◆ **Exercise description**:
Locate each line in the material below that contains the string "after", and copy those lines out. Matching is case-sensitive.

◆ **Supplied information**:
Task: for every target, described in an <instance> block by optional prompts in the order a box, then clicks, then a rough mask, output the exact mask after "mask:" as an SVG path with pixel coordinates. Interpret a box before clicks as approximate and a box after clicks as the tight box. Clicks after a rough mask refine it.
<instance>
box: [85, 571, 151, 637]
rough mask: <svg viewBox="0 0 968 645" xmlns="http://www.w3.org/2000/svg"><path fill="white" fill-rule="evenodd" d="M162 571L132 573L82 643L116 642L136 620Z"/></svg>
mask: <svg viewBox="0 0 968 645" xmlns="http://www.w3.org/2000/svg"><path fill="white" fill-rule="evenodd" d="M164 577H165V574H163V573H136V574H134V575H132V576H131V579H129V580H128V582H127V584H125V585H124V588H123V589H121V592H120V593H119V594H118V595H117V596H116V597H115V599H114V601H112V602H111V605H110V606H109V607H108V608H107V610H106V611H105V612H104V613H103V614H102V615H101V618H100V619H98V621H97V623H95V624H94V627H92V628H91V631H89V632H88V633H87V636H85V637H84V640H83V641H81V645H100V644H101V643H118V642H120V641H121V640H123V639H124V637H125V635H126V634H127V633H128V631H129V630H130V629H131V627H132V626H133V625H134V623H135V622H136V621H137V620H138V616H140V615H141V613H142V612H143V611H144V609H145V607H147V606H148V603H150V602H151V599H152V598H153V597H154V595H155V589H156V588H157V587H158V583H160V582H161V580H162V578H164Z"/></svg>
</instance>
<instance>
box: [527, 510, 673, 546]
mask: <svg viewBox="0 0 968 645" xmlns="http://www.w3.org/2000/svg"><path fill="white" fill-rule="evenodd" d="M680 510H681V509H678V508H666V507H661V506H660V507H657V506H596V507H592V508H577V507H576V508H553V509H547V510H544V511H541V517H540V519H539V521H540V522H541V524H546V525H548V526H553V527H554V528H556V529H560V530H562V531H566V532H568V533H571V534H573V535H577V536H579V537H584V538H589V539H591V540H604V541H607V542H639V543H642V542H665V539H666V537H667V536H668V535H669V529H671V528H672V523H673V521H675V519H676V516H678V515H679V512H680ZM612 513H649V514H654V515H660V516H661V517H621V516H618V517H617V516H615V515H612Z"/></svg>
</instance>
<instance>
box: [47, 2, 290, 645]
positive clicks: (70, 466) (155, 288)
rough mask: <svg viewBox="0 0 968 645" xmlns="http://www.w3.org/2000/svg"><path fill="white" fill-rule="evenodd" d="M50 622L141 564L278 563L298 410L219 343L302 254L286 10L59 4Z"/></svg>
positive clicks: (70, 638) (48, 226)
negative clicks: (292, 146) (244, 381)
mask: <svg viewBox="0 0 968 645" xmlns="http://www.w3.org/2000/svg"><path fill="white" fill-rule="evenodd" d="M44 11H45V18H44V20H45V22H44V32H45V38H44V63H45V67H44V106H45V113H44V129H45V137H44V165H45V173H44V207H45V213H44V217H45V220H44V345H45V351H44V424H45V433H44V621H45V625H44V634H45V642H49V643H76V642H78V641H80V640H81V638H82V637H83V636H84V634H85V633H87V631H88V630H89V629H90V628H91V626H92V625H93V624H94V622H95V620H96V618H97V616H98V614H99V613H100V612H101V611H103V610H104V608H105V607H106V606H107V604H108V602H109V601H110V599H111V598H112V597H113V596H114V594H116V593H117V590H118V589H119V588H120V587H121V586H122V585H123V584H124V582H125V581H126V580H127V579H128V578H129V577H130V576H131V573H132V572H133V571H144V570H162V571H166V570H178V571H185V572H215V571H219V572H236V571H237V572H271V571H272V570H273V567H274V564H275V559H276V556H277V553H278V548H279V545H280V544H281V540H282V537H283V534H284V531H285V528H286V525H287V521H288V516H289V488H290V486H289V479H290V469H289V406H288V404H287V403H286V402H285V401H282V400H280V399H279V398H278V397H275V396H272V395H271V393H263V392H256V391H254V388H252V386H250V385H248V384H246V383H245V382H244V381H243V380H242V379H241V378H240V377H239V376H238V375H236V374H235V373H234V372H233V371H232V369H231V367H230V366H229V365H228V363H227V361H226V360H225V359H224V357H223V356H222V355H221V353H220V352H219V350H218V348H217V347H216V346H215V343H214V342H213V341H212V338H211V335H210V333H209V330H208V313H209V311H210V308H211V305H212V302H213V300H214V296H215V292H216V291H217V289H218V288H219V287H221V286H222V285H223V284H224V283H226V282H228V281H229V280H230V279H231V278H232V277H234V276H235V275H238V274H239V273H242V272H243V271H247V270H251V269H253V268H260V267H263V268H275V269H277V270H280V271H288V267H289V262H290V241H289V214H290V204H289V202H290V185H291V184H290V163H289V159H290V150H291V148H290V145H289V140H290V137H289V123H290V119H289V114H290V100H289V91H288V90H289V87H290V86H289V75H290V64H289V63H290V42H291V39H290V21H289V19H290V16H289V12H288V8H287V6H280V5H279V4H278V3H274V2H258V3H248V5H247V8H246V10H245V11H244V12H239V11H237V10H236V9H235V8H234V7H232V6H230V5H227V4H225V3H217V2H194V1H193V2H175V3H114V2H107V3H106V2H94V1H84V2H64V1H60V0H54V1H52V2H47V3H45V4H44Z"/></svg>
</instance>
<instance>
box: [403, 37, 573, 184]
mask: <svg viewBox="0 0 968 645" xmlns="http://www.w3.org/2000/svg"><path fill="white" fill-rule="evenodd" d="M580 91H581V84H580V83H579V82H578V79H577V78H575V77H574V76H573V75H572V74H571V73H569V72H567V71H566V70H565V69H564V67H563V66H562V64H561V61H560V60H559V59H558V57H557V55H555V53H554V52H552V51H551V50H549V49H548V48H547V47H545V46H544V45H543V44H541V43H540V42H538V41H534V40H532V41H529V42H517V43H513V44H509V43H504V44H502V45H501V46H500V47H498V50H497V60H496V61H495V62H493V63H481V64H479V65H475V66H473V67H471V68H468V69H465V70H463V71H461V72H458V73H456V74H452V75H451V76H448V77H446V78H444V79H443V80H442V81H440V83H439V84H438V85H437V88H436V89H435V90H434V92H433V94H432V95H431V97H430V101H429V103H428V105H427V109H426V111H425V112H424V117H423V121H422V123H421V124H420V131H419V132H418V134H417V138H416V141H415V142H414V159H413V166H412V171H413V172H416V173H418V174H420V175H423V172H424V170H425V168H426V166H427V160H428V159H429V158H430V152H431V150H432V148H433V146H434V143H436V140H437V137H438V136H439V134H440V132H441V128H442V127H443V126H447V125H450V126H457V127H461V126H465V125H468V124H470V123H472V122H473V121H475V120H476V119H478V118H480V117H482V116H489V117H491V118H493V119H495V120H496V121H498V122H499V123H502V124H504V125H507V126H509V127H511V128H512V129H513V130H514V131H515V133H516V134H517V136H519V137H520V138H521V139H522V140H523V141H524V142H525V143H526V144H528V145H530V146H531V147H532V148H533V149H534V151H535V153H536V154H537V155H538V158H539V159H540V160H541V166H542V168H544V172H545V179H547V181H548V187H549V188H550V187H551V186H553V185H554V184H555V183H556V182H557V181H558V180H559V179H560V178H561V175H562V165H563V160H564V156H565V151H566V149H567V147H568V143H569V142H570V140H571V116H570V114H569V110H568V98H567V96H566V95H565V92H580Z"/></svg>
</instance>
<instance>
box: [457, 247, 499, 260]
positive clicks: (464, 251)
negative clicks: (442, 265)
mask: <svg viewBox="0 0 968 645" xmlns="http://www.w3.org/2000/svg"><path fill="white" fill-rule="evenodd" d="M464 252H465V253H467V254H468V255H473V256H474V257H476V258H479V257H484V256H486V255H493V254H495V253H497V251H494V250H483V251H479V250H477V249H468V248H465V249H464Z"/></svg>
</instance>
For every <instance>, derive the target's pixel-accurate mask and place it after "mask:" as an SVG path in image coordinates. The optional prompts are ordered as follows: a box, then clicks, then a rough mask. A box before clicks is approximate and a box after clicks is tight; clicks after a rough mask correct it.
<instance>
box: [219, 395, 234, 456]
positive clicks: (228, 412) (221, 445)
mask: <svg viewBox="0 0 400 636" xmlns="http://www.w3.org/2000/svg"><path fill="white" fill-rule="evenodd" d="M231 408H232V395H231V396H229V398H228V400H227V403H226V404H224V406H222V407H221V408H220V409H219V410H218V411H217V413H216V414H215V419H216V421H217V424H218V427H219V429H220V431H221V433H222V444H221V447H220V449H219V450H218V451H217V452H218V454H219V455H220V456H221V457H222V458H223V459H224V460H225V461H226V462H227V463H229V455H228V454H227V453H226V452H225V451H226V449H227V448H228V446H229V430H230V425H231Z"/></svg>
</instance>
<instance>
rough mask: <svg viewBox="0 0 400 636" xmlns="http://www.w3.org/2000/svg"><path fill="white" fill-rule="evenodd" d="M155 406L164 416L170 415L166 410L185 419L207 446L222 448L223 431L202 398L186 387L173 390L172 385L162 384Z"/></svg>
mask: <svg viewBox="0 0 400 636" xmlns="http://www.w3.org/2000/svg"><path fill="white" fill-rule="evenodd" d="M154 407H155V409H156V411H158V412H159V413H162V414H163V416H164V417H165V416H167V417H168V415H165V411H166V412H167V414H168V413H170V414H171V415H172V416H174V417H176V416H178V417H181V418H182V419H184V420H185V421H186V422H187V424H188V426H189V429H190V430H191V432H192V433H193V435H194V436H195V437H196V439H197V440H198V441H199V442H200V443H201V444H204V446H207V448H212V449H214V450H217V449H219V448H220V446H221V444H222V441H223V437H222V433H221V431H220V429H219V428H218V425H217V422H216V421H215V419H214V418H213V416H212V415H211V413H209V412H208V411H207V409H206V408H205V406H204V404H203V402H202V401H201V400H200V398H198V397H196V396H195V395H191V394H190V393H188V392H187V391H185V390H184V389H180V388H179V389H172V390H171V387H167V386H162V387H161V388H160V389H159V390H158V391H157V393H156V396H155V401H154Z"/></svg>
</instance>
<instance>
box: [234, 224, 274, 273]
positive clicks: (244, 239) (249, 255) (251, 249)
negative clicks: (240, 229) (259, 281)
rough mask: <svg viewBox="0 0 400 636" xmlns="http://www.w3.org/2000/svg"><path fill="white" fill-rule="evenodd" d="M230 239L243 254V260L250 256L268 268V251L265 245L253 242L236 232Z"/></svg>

◆ **Solution to this task**:
Task: for every target, described in an <instance> block by optional prompts in the order a box, then clicks, then a rough mask, output the exact mask after "mask:" as an SVG path with pixel coordinates. Interpret a box before clicks as approximate and a box after clicks as the tight box. Clicks after a rough mask refine it.
For every <instance>, derive the target's pixel-accurate mask and place it after "mask:" as an SVG path in image coordinates. The optional prompts are ordered as follows: a box, then clicks, then a rough mask. A box before clicks is approximate and a box after clicks is tight; clicks after a rough mask correct it.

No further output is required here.